Begin Text section

Bug 52835

Summary: bug in paring shared string table
Product: POI Reporter: Wu, Fan <zjuwufan>
Component: XSSFAssignee: POI Developers List <dev>
Status: RESOLVED FIXED    
Severity: normal    
Priority: P2    
Version: unspecified   
Target Milestone: ---   
Hardware: PC   
OS: Windows Server 2003   

Description Wu, Fan 2012-03-06 04:27:53 UTC
Given following shared string table,

<?xml version="1.0" encoding="UTF-8" standalone="yes"?>
<sst xmlns="http://schemas.openxmlformats.org/spreadsheetml/2006/main"/>

XSSF won't work.

It seems that we assumed that there would be 'count' and 'uniqCount' in the xml.

However if there is no 'count' and 'uniqCount', the excel file cannot be handled successfully.

File attached.
Comment 1 Yegor Kozlov 2012-03-06 11:02:11 UTC
You forgot to attach the file.

Yegor
Comment 2 Wu, Fan 2012-03-06 12:18:40 UTC
The file is about 5MB in size, I failed to upload it. Any other way to share it with you?
Comment 3 Wu, Fan 2012-03-06 12:26:14 UTC
Please got the link by following link.

http://dl.dropbox.com/u/29681633/cant_upload.xlsx
Comment 4 Nick Burch 2012-03-06 15:30:38 UTC
How was this file generated?
Comment 5 Wu, Fan 2012-03-06 15:54:35 UTC
We are building product based on POI. Our user is trying to using the attached file, but failed.

The source is unknown. Do you think it's an issue?
Comment 6 Yegor Kozlov 2012-03-06 18:19:50 UTC
(In reply to comment #0)
> Given following shared string table,
> 
> <?xml version="1.0" encoding="UTF-8" standalone="yes"?>
> <sst xmlns="http://schemas.openxmlformats.org/spreadsheetml/2006/main"/>
> 
> XSSF won't work.

End Text section

• [Requests]
1: According to the bug report's description, why can't XSSF handle the Excel file with the shared string table shown?
2: In the bug report, print the passage starting at "File attached." and ending at "it with you?".
3: Write what comes next in the bug report, picking up after its last line.

Begin Data section

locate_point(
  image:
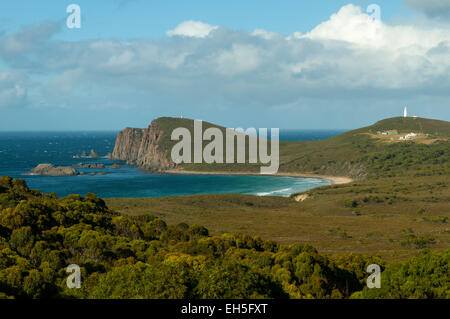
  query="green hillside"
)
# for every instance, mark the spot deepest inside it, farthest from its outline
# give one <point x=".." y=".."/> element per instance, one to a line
<point x="357" y="153"/>
<point x="135" y="257"/>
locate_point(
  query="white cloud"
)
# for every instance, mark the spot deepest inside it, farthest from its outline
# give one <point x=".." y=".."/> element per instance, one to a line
<point x="196" y="29"/>
<point x="433" y="8"/>
<point x="12" y="89"/>
<point x="347" y="57"/>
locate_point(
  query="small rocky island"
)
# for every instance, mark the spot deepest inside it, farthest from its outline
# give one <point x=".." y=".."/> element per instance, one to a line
<point x="51" y="170"/>
<point x="89" y="165"/>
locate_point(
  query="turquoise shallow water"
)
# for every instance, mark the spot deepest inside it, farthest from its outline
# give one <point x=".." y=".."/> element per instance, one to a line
<point x="19" y="152"/>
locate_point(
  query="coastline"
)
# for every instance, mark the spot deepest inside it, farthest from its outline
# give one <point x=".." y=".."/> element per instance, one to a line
<point x="334" y="180"/>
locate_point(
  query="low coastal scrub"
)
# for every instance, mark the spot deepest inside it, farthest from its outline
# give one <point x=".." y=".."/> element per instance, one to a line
<point x="143" y="257"/>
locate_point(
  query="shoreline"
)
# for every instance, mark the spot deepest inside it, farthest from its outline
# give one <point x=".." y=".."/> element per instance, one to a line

End Data section

• [Expected outputs]
1: The description says XSSF seems to assume that the XML will contain 'count' and 'uniqCount'. This shared string table has neither, so the file cannot be handled successfully.

2:
File attached.
Comment 1 Yegor Kozlov 2012-03-06 11:02:11 UTC
You forgot to attach the file.

Yegor
Comment 2 Wu, Fan 2012-03-06 12:18:40 UTC
The file is about 5MB in size, I failed to upload it. Any other way to share it with you?

3:
> 


Please explain what is wrong with XSSF: does it throw an exception or returns wrong data or what? 

The latest build from trunk can read the referenced file, navigate over data and save it back to file. I don't see anything wrong on the POI side.

Yegor
Comment 7 Wu, Fan 2012-03-07 02:21:38 UTC
An exception was thrown with following code.

import java.io.IOException;
import org.apache.poi.openxml4j.exceptions.InvalidFormatException;
import org.apache.poi.openxml4j.opc.OPCPackage;
import org.apache.poi.openxml4j.opc.PackageAccess;
import org.apache.poi.xssf.eventusermodel.ReadOnlySharedStringsTable;
import org.xml.sax.SAXException;


public class Test {
	public static void main(String[] args)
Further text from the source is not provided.